- STUDY MATERIAL
────────

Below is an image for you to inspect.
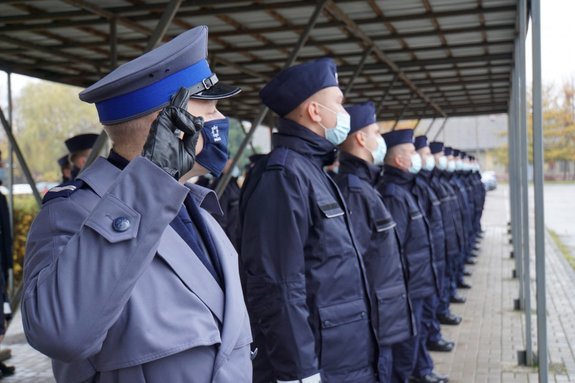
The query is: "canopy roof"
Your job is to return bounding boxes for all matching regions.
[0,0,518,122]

────────

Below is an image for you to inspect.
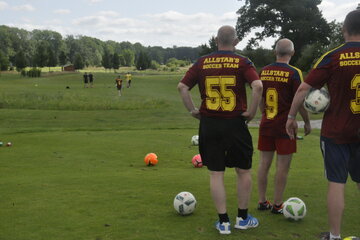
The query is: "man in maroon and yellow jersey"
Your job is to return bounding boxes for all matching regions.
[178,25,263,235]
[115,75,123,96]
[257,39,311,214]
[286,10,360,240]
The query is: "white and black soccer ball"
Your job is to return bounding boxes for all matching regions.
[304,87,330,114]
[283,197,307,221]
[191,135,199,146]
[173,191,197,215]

────────

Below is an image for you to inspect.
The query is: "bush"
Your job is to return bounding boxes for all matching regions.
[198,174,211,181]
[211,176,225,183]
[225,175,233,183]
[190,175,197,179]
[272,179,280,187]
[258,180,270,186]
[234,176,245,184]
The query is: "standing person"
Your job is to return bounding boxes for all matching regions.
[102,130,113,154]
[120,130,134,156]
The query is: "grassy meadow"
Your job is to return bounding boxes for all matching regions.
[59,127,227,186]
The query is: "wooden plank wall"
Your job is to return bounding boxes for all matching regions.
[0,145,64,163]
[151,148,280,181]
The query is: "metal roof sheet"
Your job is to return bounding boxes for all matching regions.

────────

- WORK ORDER
Select every line of the records holding the string "query".

- RESPONSE AREA
The query is: "canopy roof"
The query is: "man in maroon and yellow jersey"
The query is: "white and black soccer ball"
The query is: "bush"
The query is: "standing person"
The query is: "grassy meadow"
The query is: "wooden plank wall"
The query is: "metal roof sheet"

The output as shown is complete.